→ PROBLEM TO WORK ON
Copy out the earnings call excerpt below in full, word for word.

→ PASSAGE SHOWN
I was 29. I'm now a grandfather of 6, true story. But yes, I think we've really got an essential service that has seemed recession-proof in the past. And we expect this year in terms of the macro assumptions underlying our guide -- but it's okay, absent global anarchy, I think we're going to thrive. And I think 25 quarters of exceeding guidance in a row, since Morgan Stanley was our primary partner going public, is a pretty good track record.

Meta Marshall

analyst
#42

Okay. So any particular verticals or customer size where you're thinking about seeing those impacts? Or are we kind of in a more stabilized environment now as you're kind of thinking about '24?

Daryl Raiford

executive
#43

We are looking -- '23 was certainly characterized by crosswinds. We have seen some stabilization that was embedded into our '24 guide. Again, we are looking for 8 of those 3 market categories to grow. Our global communications plans at the modest single digits is a large base for us and then programmable services driven by massive commercial messaging and political in the year of 2024 to grow really well. And then enterprise, our funnel is -- we feel really good about our funnel. We have some demonstrable trajectory entering the year. And we see -- with the Maestro adoption, we see some good things ahead.

→ LISTED ENTRIES
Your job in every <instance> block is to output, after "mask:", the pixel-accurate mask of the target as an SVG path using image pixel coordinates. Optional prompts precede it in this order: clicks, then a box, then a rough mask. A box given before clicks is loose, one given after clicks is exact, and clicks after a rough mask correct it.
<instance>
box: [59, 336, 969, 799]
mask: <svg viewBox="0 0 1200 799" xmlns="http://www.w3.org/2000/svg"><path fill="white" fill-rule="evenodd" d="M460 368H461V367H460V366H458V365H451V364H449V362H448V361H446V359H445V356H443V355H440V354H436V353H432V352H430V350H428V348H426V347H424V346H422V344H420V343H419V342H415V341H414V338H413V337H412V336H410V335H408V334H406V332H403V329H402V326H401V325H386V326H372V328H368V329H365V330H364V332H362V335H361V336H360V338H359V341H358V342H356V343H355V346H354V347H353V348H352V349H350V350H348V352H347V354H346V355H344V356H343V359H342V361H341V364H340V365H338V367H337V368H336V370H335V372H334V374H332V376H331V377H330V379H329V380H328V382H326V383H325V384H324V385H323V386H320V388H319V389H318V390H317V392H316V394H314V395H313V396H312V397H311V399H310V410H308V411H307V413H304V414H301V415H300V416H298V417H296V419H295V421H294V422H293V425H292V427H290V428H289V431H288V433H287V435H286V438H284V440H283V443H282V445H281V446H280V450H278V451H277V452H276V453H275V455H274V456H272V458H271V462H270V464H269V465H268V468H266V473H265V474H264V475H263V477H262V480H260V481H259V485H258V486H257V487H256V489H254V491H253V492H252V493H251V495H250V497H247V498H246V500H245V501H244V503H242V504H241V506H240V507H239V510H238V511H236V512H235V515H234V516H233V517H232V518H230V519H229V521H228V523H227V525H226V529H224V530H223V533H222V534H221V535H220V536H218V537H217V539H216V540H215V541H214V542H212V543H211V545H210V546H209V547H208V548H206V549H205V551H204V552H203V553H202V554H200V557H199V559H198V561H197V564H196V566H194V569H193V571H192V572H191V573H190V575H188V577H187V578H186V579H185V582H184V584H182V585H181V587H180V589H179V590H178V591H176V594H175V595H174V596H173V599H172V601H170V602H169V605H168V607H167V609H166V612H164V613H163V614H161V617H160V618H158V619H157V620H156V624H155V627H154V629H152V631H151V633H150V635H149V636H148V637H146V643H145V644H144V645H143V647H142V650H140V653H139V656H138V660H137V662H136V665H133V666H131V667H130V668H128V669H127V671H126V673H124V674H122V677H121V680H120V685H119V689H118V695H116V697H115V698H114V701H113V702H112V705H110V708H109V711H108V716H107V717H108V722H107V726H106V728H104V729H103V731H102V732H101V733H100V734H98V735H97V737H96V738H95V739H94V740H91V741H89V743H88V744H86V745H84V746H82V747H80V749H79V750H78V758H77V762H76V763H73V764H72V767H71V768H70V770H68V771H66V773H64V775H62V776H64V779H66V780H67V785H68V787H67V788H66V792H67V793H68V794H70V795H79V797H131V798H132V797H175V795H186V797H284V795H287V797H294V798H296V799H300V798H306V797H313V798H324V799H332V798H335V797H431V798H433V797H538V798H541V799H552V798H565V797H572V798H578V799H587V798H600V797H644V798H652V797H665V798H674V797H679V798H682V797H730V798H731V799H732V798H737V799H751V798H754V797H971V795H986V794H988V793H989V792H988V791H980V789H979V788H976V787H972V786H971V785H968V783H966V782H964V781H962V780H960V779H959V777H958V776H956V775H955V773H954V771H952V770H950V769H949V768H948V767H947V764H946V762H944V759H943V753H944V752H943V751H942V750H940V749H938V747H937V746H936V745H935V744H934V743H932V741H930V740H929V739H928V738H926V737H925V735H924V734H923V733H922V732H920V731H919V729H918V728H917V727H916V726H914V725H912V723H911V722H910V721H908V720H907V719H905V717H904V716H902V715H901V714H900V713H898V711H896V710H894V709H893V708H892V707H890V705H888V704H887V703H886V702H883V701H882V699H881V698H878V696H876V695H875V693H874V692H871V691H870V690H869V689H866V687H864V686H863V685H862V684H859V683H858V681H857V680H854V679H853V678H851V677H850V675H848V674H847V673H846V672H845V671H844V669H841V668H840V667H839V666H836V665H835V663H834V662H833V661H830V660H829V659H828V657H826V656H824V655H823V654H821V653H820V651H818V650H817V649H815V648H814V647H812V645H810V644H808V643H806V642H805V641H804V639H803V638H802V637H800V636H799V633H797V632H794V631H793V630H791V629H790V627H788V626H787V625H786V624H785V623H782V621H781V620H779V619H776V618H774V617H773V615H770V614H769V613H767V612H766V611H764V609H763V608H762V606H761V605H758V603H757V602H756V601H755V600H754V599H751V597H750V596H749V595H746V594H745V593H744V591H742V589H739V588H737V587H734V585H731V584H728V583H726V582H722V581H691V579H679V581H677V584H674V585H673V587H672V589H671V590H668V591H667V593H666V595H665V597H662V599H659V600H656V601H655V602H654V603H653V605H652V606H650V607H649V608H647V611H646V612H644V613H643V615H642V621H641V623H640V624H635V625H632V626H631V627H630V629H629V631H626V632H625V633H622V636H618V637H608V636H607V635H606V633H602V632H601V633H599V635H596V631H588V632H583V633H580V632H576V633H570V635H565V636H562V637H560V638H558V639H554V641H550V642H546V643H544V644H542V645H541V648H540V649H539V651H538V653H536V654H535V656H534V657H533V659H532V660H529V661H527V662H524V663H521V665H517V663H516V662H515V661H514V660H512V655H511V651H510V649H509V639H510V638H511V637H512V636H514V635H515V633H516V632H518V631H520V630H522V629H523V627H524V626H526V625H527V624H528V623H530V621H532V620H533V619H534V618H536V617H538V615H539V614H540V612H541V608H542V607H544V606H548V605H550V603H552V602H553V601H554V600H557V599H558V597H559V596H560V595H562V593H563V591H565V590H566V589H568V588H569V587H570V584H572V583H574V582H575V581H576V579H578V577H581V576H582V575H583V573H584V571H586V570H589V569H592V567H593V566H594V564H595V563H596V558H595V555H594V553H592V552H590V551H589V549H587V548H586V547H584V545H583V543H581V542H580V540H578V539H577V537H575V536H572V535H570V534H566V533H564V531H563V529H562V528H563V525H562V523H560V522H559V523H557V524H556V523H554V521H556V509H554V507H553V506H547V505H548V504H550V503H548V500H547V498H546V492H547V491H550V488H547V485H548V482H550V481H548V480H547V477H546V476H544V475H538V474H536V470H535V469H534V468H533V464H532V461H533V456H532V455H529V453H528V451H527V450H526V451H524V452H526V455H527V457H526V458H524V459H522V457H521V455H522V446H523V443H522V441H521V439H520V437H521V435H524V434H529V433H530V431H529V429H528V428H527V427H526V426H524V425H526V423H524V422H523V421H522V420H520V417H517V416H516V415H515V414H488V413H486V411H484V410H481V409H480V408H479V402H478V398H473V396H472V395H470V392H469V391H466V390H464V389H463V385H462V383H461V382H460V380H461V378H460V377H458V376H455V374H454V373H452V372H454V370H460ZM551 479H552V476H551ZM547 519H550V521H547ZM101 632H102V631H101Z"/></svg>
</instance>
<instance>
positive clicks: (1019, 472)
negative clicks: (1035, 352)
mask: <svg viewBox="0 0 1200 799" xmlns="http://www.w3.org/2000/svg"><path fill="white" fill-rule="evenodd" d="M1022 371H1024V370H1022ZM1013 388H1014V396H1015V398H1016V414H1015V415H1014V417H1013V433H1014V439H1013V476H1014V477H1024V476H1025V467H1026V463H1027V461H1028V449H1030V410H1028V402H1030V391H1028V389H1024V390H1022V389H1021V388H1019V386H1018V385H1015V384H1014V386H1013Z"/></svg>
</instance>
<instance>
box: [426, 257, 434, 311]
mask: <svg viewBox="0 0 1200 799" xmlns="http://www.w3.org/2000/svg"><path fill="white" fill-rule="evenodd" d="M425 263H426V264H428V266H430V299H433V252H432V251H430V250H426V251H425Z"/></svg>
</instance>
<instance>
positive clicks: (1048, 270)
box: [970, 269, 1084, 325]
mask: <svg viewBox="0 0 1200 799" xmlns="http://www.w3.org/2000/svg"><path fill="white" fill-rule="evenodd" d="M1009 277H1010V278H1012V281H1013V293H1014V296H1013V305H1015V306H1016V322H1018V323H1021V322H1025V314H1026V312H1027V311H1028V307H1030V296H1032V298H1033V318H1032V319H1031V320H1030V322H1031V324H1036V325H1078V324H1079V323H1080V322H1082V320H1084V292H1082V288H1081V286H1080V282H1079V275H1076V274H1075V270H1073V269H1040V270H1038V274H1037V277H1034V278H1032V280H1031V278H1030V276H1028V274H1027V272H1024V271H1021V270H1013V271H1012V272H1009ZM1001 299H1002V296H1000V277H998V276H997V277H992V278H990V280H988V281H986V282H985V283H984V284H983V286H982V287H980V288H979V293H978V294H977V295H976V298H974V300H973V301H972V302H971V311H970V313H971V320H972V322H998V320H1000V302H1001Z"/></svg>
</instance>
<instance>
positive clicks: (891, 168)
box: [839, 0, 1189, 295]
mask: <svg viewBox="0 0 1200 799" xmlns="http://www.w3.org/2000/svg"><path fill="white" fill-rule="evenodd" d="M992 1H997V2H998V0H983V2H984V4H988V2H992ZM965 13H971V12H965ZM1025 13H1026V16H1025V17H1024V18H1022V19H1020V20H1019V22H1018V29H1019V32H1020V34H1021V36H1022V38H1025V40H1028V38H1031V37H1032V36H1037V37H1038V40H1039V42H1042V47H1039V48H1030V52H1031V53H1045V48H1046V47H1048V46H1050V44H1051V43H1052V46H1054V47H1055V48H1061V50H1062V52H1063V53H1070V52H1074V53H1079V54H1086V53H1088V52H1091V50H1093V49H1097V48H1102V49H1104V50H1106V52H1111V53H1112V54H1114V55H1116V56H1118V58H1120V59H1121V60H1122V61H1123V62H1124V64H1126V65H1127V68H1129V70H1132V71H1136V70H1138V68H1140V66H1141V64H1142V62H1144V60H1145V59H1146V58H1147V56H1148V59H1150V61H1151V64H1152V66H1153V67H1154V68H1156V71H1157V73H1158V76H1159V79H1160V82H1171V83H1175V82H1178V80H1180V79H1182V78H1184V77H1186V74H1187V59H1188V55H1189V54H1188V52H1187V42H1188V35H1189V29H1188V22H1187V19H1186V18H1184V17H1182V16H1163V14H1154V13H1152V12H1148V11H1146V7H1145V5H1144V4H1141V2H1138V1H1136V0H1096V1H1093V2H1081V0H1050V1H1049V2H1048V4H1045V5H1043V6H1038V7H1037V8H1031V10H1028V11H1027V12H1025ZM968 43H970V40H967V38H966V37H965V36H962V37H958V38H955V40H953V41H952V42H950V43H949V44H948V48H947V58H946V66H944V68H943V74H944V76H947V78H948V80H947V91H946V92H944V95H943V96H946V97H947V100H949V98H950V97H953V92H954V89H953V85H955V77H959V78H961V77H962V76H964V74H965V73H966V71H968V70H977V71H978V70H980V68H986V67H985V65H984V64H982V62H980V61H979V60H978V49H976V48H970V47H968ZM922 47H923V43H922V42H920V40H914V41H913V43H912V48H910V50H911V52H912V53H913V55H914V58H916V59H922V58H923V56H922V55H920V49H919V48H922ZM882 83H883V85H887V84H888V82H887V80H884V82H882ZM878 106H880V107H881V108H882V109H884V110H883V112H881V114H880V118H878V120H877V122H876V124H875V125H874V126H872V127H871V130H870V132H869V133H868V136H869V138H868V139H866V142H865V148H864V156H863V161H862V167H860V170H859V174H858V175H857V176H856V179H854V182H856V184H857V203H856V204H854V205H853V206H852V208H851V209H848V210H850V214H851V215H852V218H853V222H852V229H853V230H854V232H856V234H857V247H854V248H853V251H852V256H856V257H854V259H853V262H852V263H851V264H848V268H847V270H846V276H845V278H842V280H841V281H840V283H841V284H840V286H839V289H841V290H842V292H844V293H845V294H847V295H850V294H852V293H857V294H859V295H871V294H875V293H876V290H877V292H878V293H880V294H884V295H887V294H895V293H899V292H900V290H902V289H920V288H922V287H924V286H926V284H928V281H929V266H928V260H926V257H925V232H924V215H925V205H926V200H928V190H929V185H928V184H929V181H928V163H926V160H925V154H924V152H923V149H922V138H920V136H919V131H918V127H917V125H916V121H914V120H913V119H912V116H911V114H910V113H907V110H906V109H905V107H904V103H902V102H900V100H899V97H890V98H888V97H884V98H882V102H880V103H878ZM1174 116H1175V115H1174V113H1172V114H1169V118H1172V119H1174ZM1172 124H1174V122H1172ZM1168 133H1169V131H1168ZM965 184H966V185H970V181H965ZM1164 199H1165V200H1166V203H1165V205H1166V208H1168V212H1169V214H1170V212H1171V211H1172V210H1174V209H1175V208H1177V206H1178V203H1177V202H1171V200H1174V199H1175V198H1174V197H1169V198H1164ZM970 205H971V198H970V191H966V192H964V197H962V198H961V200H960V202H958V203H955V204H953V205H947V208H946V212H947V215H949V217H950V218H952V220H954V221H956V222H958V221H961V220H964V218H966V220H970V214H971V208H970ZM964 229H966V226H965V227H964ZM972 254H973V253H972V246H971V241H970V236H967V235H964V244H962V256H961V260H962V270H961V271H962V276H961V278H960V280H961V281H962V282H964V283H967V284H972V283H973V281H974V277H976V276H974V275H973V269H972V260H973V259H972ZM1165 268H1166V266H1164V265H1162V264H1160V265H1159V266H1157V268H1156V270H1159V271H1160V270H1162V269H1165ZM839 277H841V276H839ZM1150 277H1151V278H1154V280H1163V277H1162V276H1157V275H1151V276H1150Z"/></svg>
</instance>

→ REPLY
I was 29. I'm now a grandfather of 6, true story. But yes, I think we've really got an essential service that has seemed recession-proof in the past. And we expect this year in terms of the macro assumptions underlying our guide -- but it's okay, absent global anarchy, I think we're going to thrive. And I think 25 quarters of exceeding guidance in a row, since Morgan Stanley was our primary partner going public, is a pretty good track record.

Meta Marshall

analyst
#42

Okay. So any particular verticals or customer size where you're thinking about seeing those impacts? Or are we kind of in a more stabilized environment now as you're kind of thinking about '24?

Daryl Raiford

executive
#43

We are looking -- '23 was certainly characterized by crosswinds. We have seen some stabilization that was embedded into our '24 guide. Again, we are looking for 8 of those 3 market categories to grow. Our global communications plans at the modest single digits is a large base for us and then programmable services driven by massive commercial messaging and political in the year of 2024 to grow really well. And then enterprise, our funnel is -- we feel really good about our funnel. We have some demonstrable trajectory entering the year. And we see -- with the Maestro adoption, we see some good things ahead.